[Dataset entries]
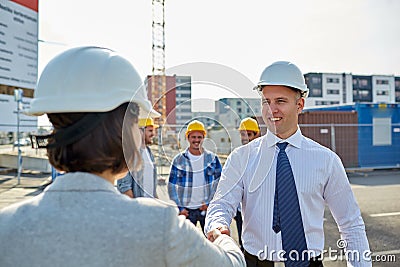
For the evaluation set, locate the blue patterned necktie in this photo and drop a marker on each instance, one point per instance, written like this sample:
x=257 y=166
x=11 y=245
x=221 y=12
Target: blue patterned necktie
x=287 y=214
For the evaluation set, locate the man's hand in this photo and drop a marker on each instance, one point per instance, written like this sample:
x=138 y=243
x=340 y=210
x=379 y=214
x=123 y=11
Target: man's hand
x=184 y=212
x=215 y=233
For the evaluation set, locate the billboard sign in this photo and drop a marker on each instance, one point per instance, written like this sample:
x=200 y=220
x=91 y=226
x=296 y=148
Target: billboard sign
x=19 y=43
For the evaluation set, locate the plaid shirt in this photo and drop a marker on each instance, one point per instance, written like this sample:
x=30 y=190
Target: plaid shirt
x=181 y=178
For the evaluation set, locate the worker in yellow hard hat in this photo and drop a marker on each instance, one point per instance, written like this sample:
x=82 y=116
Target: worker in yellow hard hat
x=142 y=183
x=249 y=130
x=194 y=176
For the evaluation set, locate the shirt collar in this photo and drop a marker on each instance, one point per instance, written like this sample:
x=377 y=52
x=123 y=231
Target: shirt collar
x=294 y=140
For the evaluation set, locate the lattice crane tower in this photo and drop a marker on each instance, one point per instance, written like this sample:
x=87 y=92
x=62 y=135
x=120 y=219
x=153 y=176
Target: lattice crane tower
x=158 y=80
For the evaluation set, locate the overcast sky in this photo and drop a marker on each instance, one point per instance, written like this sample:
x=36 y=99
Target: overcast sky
x=352 y=36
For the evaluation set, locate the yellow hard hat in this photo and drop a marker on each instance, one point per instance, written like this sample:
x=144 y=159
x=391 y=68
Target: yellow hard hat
x=249 y=124
x=195 y=126
x=147 y=122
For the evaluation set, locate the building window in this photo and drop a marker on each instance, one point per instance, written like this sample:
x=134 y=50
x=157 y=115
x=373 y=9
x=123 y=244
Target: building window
x=316 y=79
x=321 y=103
x=316 y=92
x=332 y=80
x=382 y=82
x=397 y=84
x=397 y=96
x=332 y=91
x=382 y=92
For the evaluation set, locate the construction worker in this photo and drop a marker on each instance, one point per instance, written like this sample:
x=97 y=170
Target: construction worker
x=284 y=180
x=142 y=183
x=94 y=97
x=249 y=130
x=194 y=176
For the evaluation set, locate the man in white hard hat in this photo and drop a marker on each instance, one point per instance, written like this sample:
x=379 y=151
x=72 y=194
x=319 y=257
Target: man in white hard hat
x=142 y=183
x=194 y=176
x=94 y=97
x=284 y=181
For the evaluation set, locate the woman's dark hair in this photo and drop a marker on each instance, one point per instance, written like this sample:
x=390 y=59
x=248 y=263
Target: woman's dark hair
x=100 y=149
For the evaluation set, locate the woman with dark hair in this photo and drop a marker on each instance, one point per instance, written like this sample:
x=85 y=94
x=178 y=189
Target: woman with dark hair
x=94 y=97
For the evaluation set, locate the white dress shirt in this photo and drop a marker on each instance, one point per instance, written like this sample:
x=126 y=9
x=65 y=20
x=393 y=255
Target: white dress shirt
x=249 y=176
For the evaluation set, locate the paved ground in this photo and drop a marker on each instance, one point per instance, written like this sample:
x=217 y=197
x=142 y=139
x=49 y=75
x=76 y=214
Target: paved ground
x=377 y=193
x=30 y=185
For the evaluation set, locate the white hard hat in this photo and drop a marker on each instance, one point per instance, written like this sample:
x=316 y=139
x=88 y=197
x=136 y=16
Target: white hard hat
x=89 y=79
x=283 y=73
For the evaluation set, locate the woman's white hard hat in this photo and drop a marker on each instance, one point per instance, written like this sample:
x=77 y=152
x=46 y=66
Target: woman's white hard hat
x=89 y=79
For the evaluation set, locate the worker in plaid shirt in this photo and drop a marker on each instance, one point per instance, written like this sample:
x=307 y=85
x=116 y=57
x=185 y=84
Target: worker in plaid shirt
x=194 y=176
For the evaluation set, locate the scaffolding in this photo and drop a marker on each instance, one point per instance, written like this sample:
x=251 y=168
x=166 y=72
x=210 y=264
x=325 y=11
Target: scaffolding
x=158 y=80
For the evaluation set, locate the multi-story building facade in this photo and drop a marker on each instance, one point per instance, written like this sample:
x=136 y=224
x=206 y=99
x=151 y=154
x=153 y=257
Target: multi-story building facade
x=177 y=98
x=335 y=88
x=183 y=107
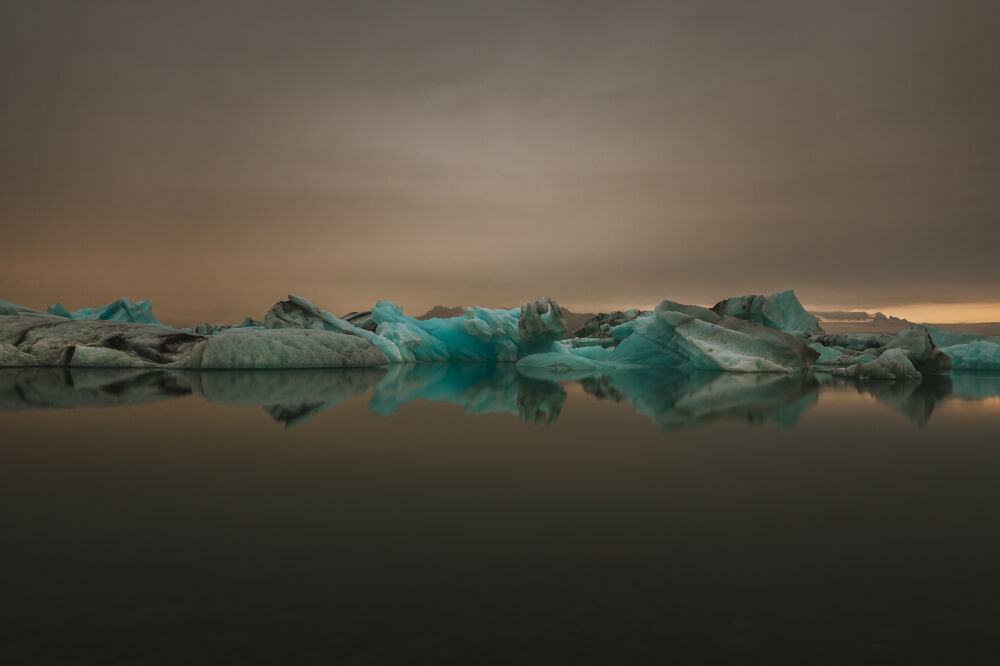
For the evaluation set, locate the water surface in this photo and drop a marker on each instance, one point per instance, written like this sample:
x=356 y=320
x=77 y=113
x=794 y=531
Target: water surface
x=471 y=515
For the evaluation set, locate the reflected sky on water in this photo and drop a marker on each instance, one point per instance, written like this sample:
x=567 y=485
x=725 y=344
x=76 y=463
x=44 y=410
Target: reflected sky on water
x=467 y=514
x=671 y=400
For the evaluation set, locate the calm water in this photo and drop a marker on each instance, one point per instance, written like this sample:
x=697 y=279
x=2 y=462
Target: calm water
x=469 y=515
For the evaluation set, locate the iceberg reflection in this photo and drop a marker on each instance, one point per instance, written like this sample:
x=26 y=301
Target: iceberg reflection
x=670 y=399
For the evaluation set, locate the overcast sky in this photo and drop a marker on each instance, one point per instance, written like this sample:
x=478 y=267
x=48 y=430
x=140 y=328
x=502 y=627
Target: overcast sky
x=214 y=156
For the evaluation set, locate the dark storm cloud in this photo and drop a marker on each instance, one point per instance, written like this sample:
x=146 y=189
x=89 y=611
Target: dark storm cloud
x=212 y=156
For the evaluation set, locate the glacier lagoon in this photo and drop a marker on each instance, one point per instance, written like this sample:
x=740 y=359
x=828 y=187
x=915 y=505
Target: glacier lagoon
x=460 y=513
x=615 y=496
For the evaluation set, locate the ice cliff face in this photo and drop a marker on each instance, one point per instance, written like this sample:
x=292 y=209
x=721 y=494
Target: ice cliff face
x=746 y=334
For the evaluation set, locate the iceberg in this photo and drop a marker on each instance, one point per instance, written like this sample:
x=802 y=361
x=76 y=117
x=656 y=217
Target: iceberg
x=123 y=310
x=781 y=311
x=747 y=334
x=983 y=354
x=286 y=348
x=685 y=338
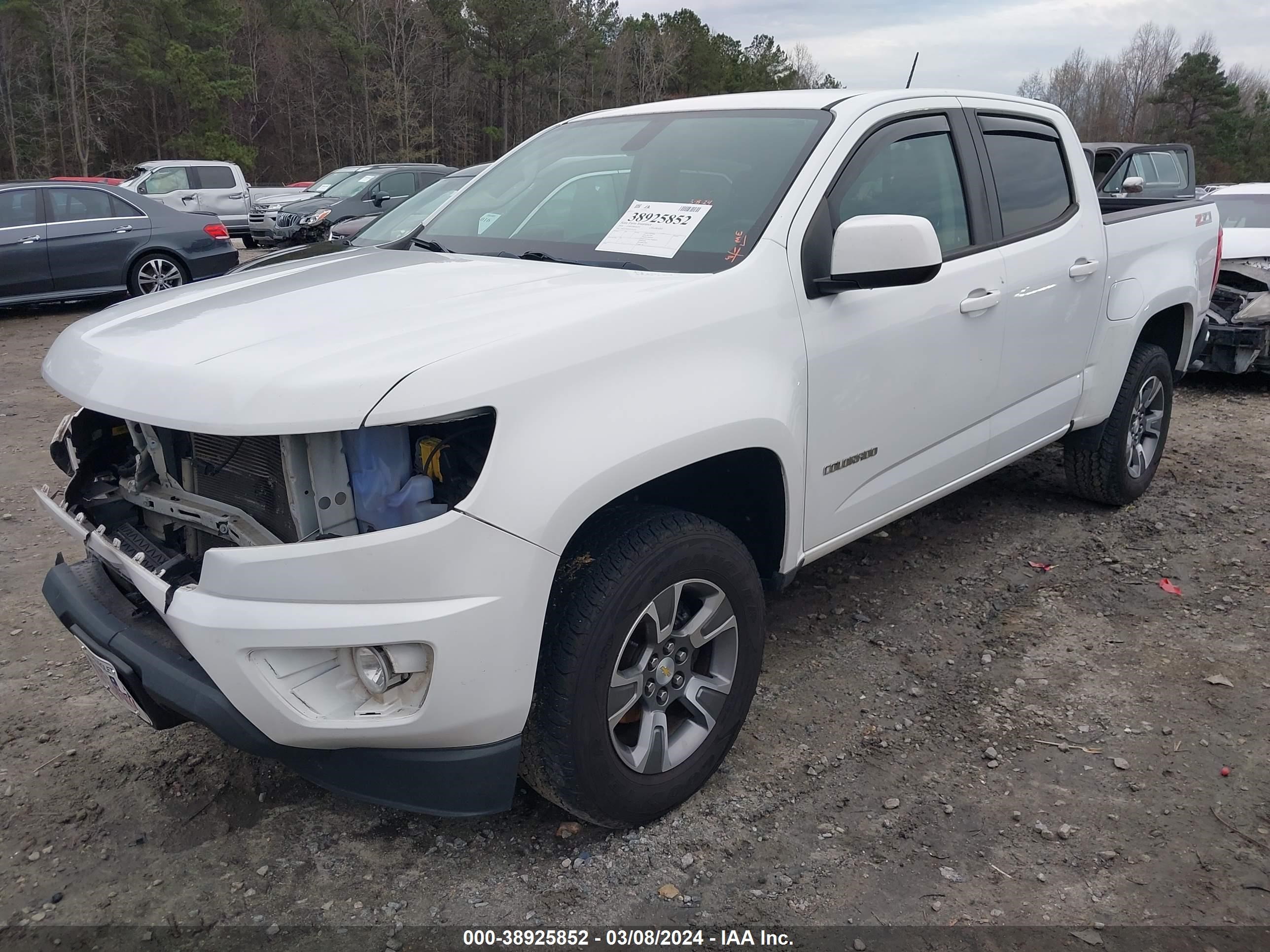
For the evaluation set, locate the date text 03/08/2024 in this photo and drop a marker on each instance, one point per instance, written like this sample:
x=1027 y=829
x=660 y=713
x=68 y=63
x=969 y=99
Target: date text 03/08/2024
x=577 y=938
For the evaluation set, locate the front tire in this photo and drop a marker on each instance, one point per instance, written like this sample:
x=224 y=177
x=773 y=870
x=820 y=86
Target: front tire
x=155 y=272
x=651 y=657
x=1116 y=461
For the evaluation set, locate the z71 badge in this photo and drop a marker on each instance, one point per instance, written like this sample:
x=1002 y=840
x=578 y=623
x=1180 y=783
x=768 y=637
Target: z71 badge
x=850 y=460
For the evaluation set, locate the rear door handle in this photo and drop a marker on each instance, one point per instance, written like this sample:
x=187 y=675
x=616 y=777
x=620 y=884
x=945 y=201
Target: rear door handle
x=981 y=300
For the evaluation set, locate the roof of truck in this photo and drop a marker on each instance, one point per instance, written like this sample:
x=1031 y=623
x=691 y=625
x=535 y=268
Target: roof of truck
x=153 y=163
x=801 y=100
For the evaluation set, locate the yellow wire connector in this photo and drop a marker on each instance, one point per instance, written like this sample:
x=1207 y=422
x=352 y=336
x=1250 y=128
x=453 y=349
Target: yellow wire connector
x=428 y=452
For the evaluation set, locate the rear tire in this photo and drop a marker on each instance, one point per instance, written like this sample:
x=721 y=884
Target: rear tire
x=155 y=272
x=633 y=713
x=1116 y=461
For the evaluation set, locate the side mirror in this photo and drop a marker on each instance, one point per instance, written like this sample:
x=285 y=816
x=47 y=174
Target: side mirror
x=882 y=252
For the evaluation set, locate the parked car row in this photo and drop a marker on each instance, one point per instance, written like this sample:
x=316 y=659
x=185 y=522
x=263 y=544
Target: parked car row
x=65 y=240
x=353 y=192
x=369 y=230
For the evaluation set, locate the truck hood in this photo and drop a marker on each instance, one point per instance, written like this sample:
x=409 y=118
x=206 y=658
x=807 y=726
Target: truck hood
x=1245 y=243
x=312 y=345
x=314 y=204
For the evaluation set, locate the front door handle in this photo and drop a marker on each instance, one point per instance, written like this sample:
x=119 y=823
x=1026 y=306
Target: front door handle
x=981 y=300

__What is needed__
Format the entries above as a numbered list, from the start of the entries up to and including the line containing "x=294 y=140", with blank lines omitted. Leave the pictures out of the answer.

__Response to this task__
1. For the evaluation set, locate the blue patterned necktie in this photo and drop a marker on each instance, one point per instance, written like this sample:
2. x=257 y=166
3. x=11 y=245
4. x=221 y=12
5. Target: blue patterned necktie
6. x=287 y=214
7. For the evaluation set, locate the man's hand in this photo and drop a marker on each instance, one point per instance, written like this sample:
8. x=138 y=243
9. x=340 y=210
10. x=379 y=214
11. x=123 y=11
12. Target: man's hand
13. x=184 y=212
14. x=215 y=233
15. For the evaluation set, locate the billboard sign in this photo and drop a marker on each instance, one point per instance, written like this sample:
16. x=200 y=220
17. x=91 y=226
18. x=296 y=148
19. Target: billboard sign
20. x=19 y=43
21. For the evaluation set, locate the plaid shirt in this photo and drop a marker on each instance, one point per instance, written like this sample:
22. x=30 y=190
23. Target: plaid shirt
24. x=181 y=178
25. For the evaluation set, locate the worker in yellow hard hat in this photo and drop a marker on each instance, one point per instance, written like this sample:
26. x=82 y=116
27. Target: worker in yellow hard hat
28. x=142 y=183
29. x=249 y=130
30. x=194 y=176
31. For the evaluation set, locate the shirt collar in this photo and drop a marker on each instance, one point per instance, written like this sample:
32. x=377 y=52
33. x=123 y=231
34. Target: shirt collar
35. x=294 y=140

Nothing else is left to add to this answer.